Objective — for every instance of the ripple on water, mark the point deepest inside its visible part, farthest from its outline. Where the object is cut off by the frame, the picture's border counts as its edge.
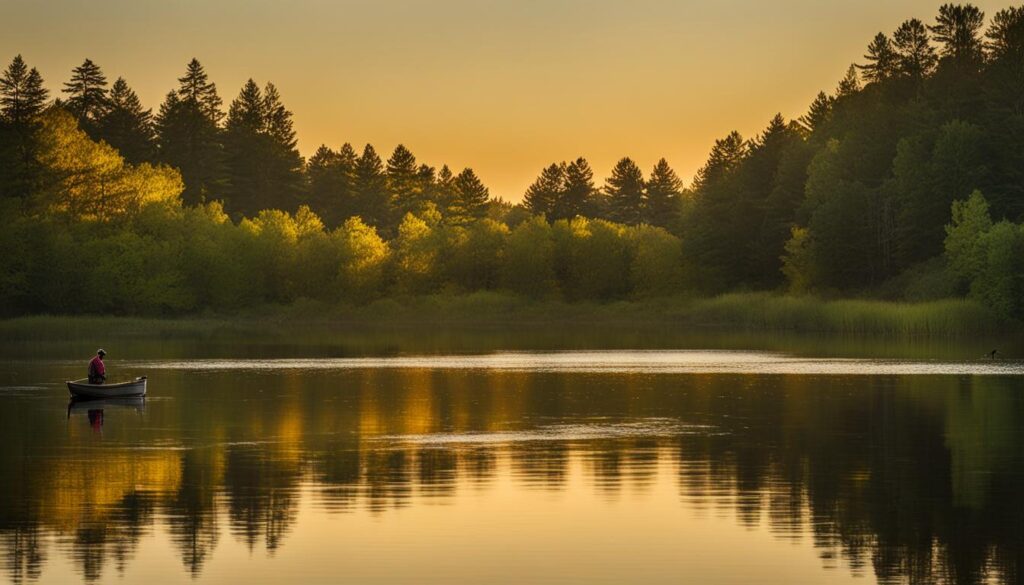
(653, 427)
(652, 362)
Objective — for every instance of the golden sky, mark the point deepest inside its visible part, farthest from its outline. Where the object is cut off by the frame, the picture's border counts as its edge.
(505, 86)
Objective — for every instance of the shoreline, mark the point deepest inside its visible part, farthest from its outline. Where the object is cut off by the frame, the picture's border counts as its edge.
(731, 312)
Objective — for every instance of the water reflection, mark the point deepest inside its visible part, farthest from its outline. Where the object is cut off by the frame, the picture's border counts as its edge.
(913, 478)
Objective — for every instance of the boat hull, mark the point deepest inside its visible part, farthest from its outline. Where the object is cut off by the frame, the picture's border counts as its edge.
(83, 389)
(83, 406)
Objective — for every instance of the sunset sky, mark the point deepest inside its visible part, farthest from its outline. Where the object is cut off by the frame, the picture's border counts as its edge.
(505, 87)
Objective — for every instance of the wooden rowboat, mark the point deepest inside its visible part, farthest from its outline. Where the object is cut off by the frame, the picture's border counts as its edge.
(83, 389)
(83, 406)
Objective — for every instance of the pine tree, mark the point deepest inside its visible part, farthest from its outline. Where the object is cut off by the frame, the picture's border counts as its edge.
(22, 100)
(331, 177)
(470, 198)
(196, 87)
(246, 153)
(188, 135)
(957, 29)
(664, 190)
(881, 59)
(625, 190)
(577, 196)
(87, 96)
(818, 113)
(548, 187)
(407, 192)
(442, 193)
(263, 164)
(915, 57)
(725, 156)
(126, 126)
(285, 165)
(1006, 35)
(371, 189)
(850, 84)
(23, 96)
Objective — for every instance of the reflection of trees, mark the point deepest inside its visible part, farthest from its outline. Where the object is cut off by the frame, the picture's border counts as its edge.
(262, 495)
(24, 554)
(192, 510)
(912, 478)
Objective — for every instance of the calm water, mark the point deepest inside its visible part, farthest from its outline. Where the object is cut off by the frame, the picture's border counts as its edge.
(321, 462)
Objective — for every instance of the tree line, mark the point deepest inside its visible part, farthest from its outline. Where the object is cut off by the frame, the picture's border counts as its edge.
(863, 194)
# # # #
▸ **Brief**
What the task needs is the material above repeated exactly, pictures excepted.

▸ **Answer to the problem**
Objective — for every instance of the ripple on water, mark the point deepest inside its visible part, farthest from its outline. Where the object is cut off by the frame, the picture's border counts as its edge.
(653, 427)
(652, 362)
Objective — for every instance of the golden sky, mark the point deepest inside its visible part, farthest from its outline. Where the object is cut off by the frame, the picture's border counts as its edge.
(505, 86)
Objective — for every instance of the shoreline, mark the point deepest inside its visible part, farthest from its outline. Where the object is cut off by the frame, the picture's border counts as its edge.
(731, 312)
Objective — for every instance of the water reflection, mark the point deepest inside its visible part, farthest from its outline. Where the object is cut off by the frame, the picture's border counts as its edge.
(913, 478)
Objective — for every instance of the boat hull, mark the point deepest inside its visible part, farthest from its outline. Where the object is cut off by the frame, the picture's border counts as its edge.
(83, 389)
(83, 406)
Objective — for every instance of the sunset sky, mark the point deepest inside its visible part, farthest from its outline. Where the object is cut off by the frame, the picture's border counts as its edge.
(505, 87)
Objective — for every instance of the wooden rowboat, mark the point deepest inside its visible part, farthest from its outline. Where the object is cut off by the frame, the picture's border counts as its edge.
(83, 389)
(83, 406)
Objective — for every instance of the pine tree, mark the point deepest inside its visible part, farthest from its outline. Where the object is cut off by the frame, the picture's border counts as its edge.
(22, 100)
(331, 177)
(470, 198)
(196, 87)
(246, 153)
(188, 135)
(957, 29)
(664, 190)
(881, 59)
(625, 190)
(577, 196)
(87, 96)
(818, 113)
(548, 187)
(407, 192)
(442, 193)
(263, 164)
(915, 57)
(725, 156)
(126, 126)
(285, 165)
(1006, 35)
(371, 189)
(850, 84)
(23, 96)
Objective — for every instance of the reflection of trees, mark the point deepest inside its visible part, farthest from its outline. Where the object is cut off by the frame, the picture's border counts as its edge.
(262, 495)
(24, 554)
(192, 510)
(912, 478)
Objective — for every instance of the calm water, mark the point deepest inside its visible part, farthest from its outline. Where the object is cut off by the frame, the picture's border counts as its edge.
(321, 462)
Objective — for every instance of the tree line, mark the point deepest inside its visible part, farthest from its outline. Where the object is cut off by the frame, the picture's border counts as its edge.
(863, 194)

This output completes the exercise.